Aim:
Reproduce the indemnification clause word for word, starting with "k. The Company" and going on through "against the Indemnitee.".

Page extract:
INDEMNIFICATION AND EXPENSE ADVANCEMENT.
k. The Company shall indemnify Indemnitee and hold Indemnitee
harmless to the fullest extent permitted by law, as soon as
practicable but in any event no later than 30 days after written
demand is presented to the Company, from and against any and all
Indemnifiable Liabilities. Notwithstanding the foregoing, the
obligations of the Company under Section 2(a) shall be subject
to the condition that the Reviewing Party shall not have
determined (in a written opinion, in any case in which Special
Counsel is involved) that Indemnitee is not permitted to be
indemnified under applicable law. Nothing contained in this
Agreement shall require any determination under this Section
2(a) to be made by the Reviewing Party prior to the disposition
or conclusion of the Claim against the Indemnitee.

Record excerpts:
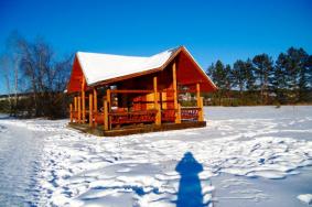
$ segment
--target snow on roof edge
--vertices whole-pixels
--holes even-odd
[[[193,57],[193,55],[189,52],[189,50],[183,46],[183,48],[185,50],[185,52],[190,55],[190,57],[193,58],[193,61],[195,62],[195,64],[198,66],[200,69],[202,69],[203,74],[205,74],[205,76],[208,78],[209,83],[217,89],[218,87],[215,85],[215,83],[211,79],[211,77],[206,74],[206,72],[201,67],[201,65],[198,64],[198,62]]]
[[[76,58],[87,85],[94,85],[99,81],[160,68],[180,47],[173,47],[149,57],[77,52]],[[103,70],[107,73],[103,73]]]

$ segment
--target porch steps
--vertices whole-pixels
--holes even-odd
[[[109,131],[104,131],[103,126],[90,128],[88,124],[82,123],[68,123],[68,128],[76,129],[78,131],[90,133],[98,137],[118,137],[118,135],[130,135],[137,133],[148,133],[158,131],[170,131],[170,130],[183,130],[189,128],[203,128],[206,127],[206,121],[185,121],[182,123],[162,123],[161,126],[155,124],[143,124],[131,128],[120,128]]]

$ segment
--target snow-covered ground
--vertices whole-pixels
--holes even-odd
[[[0,206],[311,203],[312,107],[211,107],[205,116],[206,128],[118,138],[67,129],[67,120],[2,117]]]

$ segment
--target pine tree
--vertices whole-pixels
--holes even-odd
[[[252,58],[255,66],[256,78],[259,83],[258,88],[260,89],[261,103],[268,103],[268,94],[269,94],[269,76],[272,72],[272,58],[267,54],[256,55]]]

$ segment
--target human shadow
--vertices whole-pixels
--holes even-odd
[[[186,152],[175,166],[180,173],[176,207],[202,207],[203,194],[198,173],[203,172],[203,165],[198,163],[191,152]]]

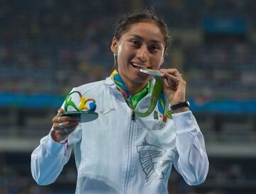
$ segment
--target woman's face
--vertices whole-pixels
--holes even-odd
[[[147,83],[151,76],[139,69],[159,69],[164,62],[164,47],[160,28],[150,22],[131,25],[119,40],[114,38],[111,45],[112,51],[117,52],[118,72],[127,84]]]

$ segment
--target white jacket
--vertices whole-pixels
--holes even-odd
[[[132,118],[110,77],[73,91],[95,99],[99,113],[97,120],[80,123],[68,137],[78,169],[75,193],[168,193],[172,164],[188,184],[204,181],[208,160],[191,111],[173,114],[166,123],[157,106],[159,120],[154,118],[154,111],[146,118]],[[141,100],[136,110],[145,112],[150,96]],[[54,142],[50,135],[43,137],[31,155],[33,178],[39,185],[54,182],[70,154],[71,149]]]

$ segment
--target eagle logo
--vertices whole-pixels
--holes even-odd
[[[150,144],[146,139],[137,148],[140,164],[146,174],[146,181],[152,178],[163,179],[171,167],[171,162],[174,161],[175,151]]]

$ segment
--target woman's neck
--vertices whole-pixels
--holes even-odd
[[[138,83],[134,81],[133,80],[129,79],[125,76],[122,74],[120,74],[120,76],[122,80],[124,81],[125,85],[128,88],[132,97],[134,96],[137,93],[143,90],[143,89],[146,87],[148,84],[148,81],[145,81],[144,83]]]

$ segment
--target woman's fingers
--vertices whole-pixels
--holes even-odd
[[[55,139],[60,142],[73,132],[79,125],[79,117],[61,116],[64,110],[58,110],[58,114],[53,118],[53,127]]]

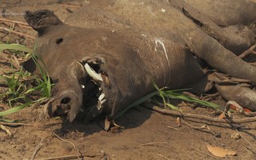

Worked answer:
k. The Company shall indemnify Indemnitee and hold Indemnitee
harmless to the fullest extent permitted by law, as soon as
practicable but in any event no later than 30 days after written
demand is presented to the Company, from and against any and all
Indemnifiable Liabilities. Notwithstanding the foregoing, the
obligations of the Company under Section 2(a) shall be subject
to the condition that the Reviewing Party shall not have
determined (in a written opinion, in any case in which Special
Counsel is involved) that Indemnitee is not permitted to be
indemnified under applicable law. Nothing contained in this
Agreement shall require any determination under this Section
2(a) to be made by the Reviewing Party prior to the disposition
or conclusion of the Claim against the Indemnitee.